> [Short task] Copy every record exactly, and keep the pictures out.

> [Given records]
——————
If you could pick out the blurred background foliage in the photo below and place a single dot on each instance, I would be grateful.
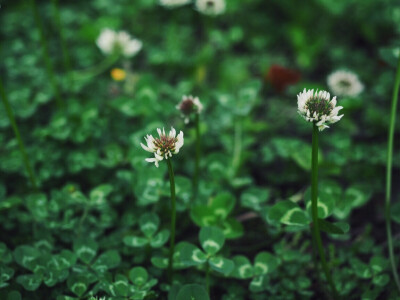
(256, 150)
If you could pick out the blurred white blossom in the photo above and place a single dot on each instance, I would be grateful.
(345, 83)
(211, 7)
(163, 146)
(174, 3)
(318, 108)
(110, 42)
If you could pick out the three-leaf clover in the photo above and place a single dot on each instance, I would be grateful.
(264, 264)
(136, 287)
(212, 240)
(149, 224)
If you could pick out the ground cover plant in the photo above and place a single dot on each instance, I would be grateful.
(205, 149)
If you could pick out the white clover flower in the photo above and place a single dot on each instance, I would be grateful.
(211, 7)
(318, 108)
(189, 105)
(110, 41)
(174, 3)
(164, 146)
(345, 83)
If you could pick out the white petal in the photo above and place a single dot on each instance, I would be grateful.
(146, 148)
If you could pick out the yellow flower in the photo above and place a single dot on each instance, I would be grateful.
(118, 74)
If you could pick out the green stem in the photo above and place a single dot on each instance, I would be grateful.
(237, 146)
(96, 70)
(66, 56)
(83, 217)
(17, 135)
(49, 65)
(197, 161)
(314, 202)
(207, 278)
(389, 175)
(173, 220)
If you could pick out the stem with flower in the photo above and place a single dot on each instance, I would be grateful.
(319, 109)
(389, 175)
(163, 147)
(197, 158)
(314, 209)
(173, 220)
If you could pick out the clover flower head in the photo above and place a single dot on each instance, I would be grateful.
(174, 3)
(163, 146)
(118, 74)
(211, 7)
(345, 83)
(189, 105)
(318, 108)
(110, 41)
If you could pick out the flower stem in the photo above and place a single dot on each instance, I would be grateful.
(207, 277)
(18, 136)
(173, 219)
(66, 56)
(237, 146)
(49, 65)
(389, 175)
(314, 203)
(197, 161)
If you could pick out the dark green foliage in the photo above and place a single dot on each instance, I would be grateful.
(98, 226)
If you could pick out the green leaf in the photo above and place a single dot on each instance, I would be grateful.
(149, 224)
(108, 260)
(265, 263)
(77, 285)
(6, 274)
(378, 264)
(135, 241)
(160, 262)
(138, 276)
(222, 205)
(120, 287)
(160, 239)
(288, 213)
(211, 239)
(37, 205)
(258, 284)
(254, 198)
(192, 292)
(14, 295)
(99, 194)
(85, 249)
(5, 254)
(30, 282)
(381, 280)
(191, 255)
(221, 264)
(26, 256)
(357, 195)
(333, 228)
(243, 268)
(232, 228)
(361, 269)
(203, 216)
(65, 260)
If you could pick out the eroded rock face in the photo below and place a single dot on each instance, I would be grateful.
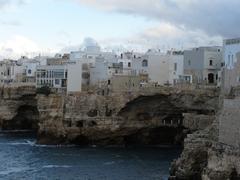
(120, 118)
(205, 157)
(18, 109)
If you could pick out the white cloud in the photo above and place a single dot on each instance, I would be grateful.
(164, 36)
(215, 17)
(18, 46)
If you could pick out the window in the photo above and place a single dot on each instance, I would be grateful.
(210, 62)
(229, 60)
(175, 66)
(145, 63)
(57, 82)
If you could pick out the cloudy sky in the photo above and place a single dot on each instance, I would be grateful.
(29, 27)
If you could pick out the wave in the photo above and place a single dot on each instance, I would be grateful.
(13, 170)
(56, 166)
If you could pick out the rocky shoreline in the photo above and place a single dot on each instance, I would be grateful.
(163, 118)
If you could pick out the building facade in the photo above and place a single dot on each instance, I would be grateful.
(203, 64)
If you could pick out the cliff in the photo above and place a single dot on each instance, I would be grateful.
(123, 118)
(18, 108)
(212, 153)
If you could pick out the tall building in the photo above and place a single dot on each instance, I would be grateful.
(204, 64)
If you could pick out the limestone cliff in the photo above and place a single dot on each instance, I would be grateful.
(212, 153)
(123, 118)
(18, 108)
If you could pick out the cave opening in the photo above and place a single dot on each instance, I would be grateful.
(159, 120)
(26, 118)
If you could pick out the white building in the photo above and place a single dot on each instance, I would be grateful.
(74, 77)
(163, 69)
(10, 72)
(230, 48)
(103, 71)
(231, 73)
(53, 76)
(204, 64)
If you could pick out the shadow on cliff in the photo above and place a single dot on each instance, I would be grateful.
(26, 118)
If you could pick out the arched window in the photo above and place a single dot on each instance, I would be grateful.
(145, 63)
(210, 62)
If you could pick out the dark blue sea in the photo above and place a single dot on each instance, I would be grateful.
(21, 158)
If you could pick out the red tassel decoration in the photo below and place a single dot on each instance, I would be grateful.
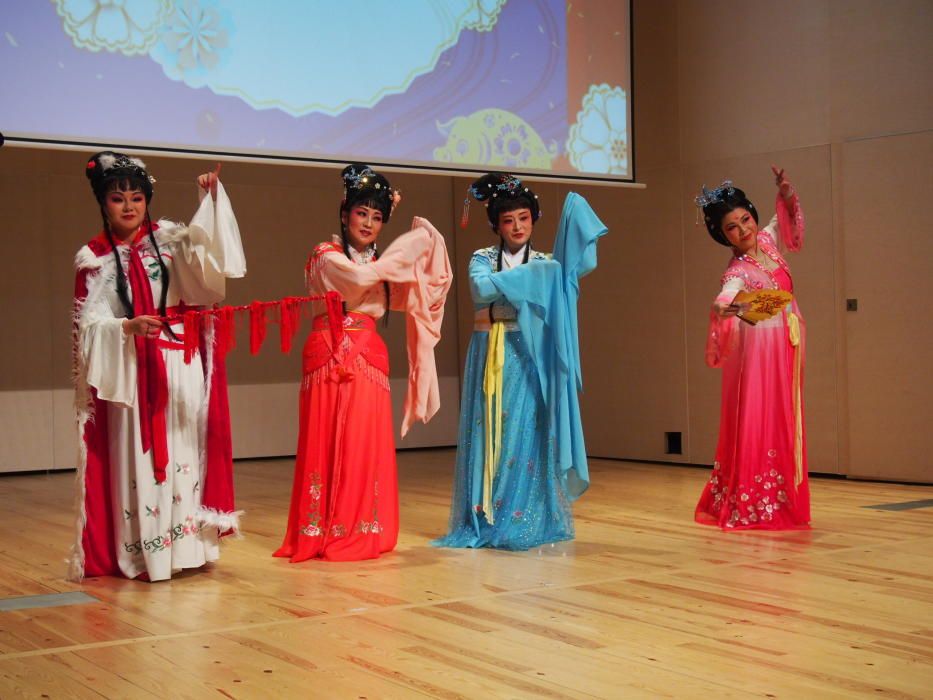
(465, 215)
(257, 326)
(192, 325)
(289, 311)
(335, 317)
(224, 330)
——————
> [Result below]
If you could pick out the blurred background foliage in the photo below and place a single dot on each instance, I would be grateful.
(256, 150)
If you could pick out the blurred white blossom in the photo above and place a single dot on each instance, I would be grateful.
(345, 83)
(211, 7)
(163, 146)
(174, 3)
(318, 108)
(110, 42)
If you could pick out the three-leaf clover in the photo above and place a single dot on each instance, I would be grateful.
(264, 264)
(136, 287)
(212, 240)
(149, 224)
If you could pick out the ground cover plant in the photo above and place a single dot on each instance, I would be grateful.
(205, 149)
If you could pick out the white clover flower in the photo above and place a single dot on each instance, I would be grateful.
(211, 7)
(318, 108)
(189, 105)
(110, 41)
(174, 3)
(164, 146)
(345, 83)
If you could pick out the white petal in the photo above and place a single dot on each instance, I would be grateful.
(146, 148)
If you could pick out the yellow flower in the photo above and place a single dot on each instance, I would be grateful.
(118, 74)
If you could pick out the green stem in the photo above and place a single dot on each instance, I would be grateful.
(237, 146)
(96, 70)
(66, 56)
(83, 217)
(17, 135)
(49, 65)
(197, 161)
(314, 202)
(207, 278)
(389, 175)
(173, 220)
If you could pick out the stem with flower in the photo above and place a single dot on each instance, I would be grateful.
(319, 109)
(389, 175)
(163, 147)
(197, 158)
(314, 209)
(173, 220)
If you could pick out the clover flower head in the photo above and place a single dot on each instance, I would be grateful.
(174, 3)
(163, 146)
(118, 74)
(211, 7)
(345, 83)
(189, 105)
(318, 108)
(110, 41)
If you could pick out the flower stem in the photo above and place a single dot on each instance, I would be grateful.
(207, 277)
(18, 136)
(173, 219)
(66, 56)
(237, 146)
(49, 65)
(389, 175)
(314, 203)
(197, 161)
If you could pick out the dark green foliage in the photo above and place a single dot on each instance, I would be grateful.
(98, 226)
If you could pick out the green leaf in the photo above and place a single dot on each instance, I would be grateful.
(149, 224)
(108, 260)
(265, 263)
(77, 285)
(6, 274)
(378, 264)
(135, 241)
(160, 262)
(138, 276)
(222, 205)
(120, 287)
(160, 239)
(288, 213)
(211, 239)
(37, 205)
(258, 284)
(254, 198)
(192, 292)
(14, 295)
(99, 194)
(85, 249)
(5, 254)
(30, 282)
(381, 280)
(191, 255)
(221, 264)
(26, 256)
(357, 195)
(333, 228)
(243, 268)
(232, 228)
(361, 269)
(203, 216)
(65, 260)
If you could pick out the eroded rock face in the photo below and place a single dot on each instance, I would be grateful.
(120, 118)
(205, 157)
(18, 109)
If you could pick out the white cloud in the photo above and place a single dot on each instance, I would be grateful.
(164, 36)
(215, 17)
(18, 46)
If you could pick out the window in the photo above and place a single dot on each instance, I would be grateful.
(210, 62)
(229, 60)
(175, 66)
(145, 63)
(57, 82)
If you could pick out the cloudy sky in the photo above and place a single dot on each instance, I would be grateful.
(29, 27)
If you could pick out the wave in the photo above and place a single dot on each instance, I would be grateful.
(13, 170)
(56, 166)
If you could pick out the rocky shoreline in the photo above and place a single dot on each instance, I would be grateful.
(163, 118)
If you could pick out the building facade in the photo above and place a single dot on each instance, I would be grateful.
(203, 64)
If you could pick out the cliff in the photo above and place a single dot on each instance, I would be grateful.
(123, 118)
(18, 108)
(212, 153)
If you could pick out the tall building in the photo above and place a single dot on each instance, I would be grateful.
(204, 64)
If you could pick out the limestone cliff in the photo above and place a single dot on each instance, I would be grateful.
(212, 153)
(123, 118)
(18, 108)
If you could pick out the cave opening in the photo above and place a single dot on each instance, I would be grateful.
(159, 120)
(26, 118)
If you could pick out the white building in the photo above and place a single dot on each instance, I would be grateful.
(74, 77)
(163, 69)
(10, 72)
(230, 48)
(103, 71)
(231, 73)
(53, 76)
(204, 64)
If you could pick out the shadow on cliff in the photo above and place a single dot on each instance, I would be grateful.
(26, 118)
If you could pick out the arched window in the photo above and place a single dot on each instance, I would be grateful.
(145, 63)
(210, 62)
If you could pick out the dark blue sea in the photo above and place a single dot on each instance, I would be grateful.
(21, 158)
If you could pick out the red tassel decoration in the photo below and place a single dot on each instance, I would be grateful.
(465, 215)
(257, 326)
(192, 325)
(289, 311)
(335, 317)
(224, 330)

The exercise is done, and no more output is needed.